> **WORK REQUIRED**: Write out precisely the lines beginning with the line that contains "broken concrete slab." and ending with the last line of the entries, and no other lines.

> **LISTING**:
########################################

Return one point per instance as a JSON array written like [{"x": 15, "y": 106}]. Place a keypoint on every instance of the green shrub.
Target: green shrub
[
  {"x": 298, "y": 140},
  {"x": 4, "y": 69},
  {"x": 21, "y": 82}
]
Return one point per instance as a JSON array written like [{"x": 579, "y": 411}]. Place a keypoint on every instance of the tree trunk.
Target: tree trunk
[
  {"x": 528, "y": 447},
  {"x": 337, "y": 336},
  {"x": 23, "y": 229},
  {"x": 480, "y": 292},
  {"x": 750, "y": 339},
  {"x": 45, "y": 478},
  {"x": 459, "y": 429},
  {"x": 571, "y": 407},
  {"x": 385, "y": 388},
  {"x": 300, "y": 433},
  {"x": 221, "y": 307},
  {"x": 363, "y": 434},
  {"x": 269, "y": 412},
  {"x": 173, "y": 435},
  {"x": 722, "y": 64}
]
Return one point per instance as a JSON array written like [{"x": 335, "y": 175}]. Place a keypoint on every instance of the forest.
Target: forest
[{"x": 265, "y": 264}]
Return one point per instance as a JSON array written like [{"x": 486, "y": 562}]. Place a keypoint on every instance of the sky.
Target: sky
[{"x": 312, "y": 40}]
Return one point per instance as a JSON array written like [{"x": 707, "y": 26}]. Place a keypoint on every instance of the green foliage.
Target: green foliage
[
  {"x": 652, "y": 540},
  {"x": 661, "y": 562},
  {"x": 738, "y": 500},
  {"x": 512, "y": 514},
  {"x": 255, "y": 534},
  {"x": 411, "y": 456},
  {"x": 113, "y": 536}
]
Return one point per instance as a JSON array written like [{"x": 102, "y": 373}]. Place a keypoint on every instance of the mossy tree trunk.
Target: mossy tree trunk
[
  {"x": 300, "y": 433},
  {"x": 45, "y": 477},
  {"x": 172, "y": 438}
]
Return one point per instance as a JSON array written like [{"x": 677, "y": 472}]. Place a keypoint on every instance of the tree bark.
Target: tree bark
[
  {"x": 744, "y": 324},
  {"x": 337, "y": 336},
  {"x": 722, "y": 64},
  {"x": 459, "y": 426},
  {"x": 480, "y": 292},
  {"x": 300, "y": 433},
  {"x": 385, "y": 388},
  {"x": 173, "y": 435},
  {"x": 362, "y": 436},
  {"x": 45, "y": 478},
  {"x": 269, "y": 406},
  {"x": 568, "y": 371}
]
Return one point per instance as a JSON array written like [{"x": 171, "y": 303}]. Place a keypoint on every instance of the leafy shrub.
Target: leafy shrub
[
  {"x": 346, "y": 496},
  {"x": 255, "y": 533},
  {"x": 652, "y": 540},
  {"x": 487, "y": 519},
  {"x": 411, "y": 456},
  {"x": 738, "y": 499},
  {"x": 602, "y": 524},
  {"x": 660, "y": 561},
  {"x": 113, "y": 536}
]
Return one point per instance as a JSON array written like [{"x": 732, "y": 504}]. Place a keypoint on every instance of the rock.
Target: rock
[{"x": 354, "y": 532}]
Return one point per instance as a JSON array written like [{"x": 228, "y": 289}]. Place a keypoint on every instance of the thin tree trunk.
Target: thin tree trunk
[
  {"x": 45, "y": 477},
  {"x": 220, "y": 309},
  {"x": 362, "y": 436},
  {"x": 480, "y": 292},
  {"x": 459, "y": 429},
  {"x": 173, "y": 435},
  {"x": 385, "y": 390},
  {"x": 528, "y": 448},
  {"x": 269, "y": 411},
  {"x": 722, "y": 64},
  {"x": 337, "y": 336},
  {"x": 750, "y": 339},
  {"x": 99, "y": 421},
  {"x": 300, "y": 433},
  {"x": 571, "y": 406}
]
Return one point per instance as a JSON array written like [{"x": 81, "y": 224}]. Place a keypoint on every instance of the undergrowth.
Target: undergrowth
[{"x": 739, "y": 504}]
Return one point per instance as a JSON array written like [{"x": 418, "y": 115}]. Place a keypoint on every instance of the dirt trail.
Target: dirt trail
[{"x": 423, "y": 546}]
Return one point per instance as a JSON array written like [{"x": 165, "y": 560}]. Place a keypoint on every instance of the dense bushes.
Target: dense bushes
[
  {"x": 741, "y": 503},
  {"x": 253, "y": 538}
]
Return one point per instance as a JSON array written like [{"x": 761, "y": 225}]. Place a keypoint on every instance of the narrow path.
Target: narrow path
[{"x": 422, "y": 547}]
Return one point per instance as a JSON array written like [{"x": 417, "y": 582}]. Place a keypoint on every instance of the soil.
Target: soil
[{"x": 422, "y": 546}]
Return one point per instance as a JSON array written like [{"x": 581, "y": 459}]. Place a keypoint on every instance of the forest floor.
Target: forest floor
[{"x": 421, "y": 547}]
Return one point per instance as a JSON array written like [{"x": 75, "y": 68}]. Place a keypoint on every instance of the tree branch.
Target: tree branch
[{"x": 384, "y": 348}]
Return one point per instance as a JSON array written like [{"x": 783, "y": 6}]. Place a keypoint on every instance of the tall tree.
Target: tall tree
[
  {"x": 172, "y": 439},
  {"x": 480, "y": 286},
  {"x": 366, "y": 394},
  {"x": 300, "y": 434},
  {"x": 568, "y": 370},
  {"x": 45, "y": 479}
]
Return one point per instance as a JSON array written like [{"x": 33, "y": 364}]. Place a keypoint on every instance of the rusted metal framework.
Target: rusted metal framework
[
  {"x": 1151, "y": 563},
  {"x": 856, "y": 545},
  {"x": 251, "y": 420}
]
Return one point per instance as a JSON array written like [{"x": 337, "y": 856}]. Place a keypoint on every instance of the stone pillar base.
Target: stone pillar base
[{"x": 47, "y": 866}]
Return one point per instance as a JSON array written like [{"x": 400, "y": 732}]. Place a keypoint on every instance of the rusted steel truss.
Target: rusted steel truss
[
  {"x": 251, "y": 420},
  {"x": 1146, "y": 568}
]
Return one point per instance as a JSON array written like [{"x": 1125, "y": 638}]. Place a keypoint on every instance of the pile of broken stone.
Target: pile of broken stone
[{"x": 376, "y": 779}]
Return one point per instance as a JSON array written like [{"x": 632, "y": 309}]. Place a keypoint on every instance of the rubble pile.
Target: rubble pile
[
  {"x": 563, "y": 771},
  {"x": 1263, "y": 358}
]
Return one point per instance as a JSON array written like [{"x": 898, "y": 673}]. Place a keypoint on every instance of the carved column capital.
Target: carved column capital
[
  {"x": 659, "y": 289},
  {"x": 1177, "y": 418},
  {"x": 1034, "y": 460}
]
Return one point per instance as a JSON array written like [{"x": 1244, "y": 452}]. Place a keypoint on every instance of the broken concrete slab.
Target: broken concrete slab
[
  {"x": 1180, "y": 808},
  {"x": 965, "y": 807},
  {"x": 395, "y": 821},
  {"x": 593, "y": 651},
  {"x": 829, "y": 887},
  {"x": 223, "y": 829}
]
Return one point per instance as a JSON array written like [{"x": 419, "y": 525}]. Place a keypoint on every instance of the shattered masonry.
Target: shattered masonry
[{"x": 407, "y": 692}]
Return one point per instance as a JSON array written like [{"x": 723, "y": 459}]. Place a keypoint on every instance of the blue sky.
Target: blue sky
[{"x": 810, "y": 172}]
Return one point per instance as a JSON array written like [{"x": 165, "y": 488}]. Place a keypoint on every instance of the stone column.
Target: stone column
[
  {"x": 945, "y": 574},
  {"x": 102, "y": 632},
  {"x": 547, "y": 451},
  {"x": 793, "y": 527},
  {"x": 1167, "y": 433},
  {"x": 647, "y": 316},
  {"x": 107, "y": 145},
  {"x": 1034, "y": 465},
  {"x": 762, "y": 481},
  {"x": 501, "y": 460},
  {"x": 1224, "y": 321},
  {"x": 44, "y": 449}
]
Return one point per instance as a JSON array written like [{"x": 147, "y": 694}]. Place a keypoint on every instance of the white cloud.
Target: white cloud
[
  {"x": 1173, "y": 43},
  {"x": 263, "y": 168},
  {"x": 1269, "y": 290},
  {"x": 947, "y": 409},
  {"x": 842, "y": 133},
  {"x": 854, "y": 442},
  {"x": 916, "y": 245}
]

########################################

> **TASK ANSWER**:
Return one point per instance as a JSON array written like [{"x": 1244, "y": 452}]. Place a keypoint on every instance of the broken concrete slab.
Target: broken concrete slab
[
  {"x": 1180, "y": 808},
  {"x": 965, "y": 807},
  {"x": 395, "y": 821},
  {"x": 593, "y": 651},
  {"x": 829, "y": 887},
  {"x": 223, "y": 829}
]
Return one point per instance as a JSON array written like [{"x": 419, "y": 525}]. Place a keypoint on every instance of the shattered masonry.
Target: shattered masonry
[{"x": 407, "y": 692}]
Return one point per instance as a JSON array written like [{"x": 723, "y": 459}]. Place a keypoint on every instance of the blue sky.
Target: blue sky
[{"x": 810, "y": 172}]
Return one point per instance as a JSON array written like [{"x": 165, "y": 488}]. Place a keypoint on every instance of the stone column.
Target: stone column
[
  {"x": 945, "y": 574},
  {"x": 102, "y": 632},
  {"x": 547, "y": 451},
  {"x": 793, "y": 527},
  {"x": 1167, "y": 433},
  {"x": 647, "y": 316},
  {"x": 107, "y": 145},
  {"x": 1034, "y": 465},
  {"x": 762, "y": 481},
  {"x": 501, "y": 460},
  {"x": 1224, "y": 321},
  {"x": 44, "y": 449}
]
Return one point per instance as a JSON array written like [{"x": 147, "y": 694}]. Place a keypoint on every instance of the white cloud.
Target: white cloud
[
  {"x": 1173, "y": 43},
  {"x": 263, "y": 168},
  {"x": 1269, "y": 290},
  {"x": 947, "y": 409},
  {"x": 842, "y": 133},
  {"x": 854, "y": 442},
  {"x": 916, "y": 245}
]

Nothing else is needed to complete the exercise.